Gegevens van gelabelde punten:
——————

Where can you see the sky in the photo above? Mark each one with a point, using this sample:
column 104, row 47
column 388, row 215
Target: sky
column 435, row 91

——————

:: Werkinstructies ::
Hernoem "Target" in alle items hierboven tot "Label" en geef de regels verder ongewijzigd opnieuw.

:: Volledig antwoord ::
Where can you see the sky in the photo above? Mark each one with a point, using this sample:
column 104, row 47
column 388, row 215
Label: sky
column 435, row 91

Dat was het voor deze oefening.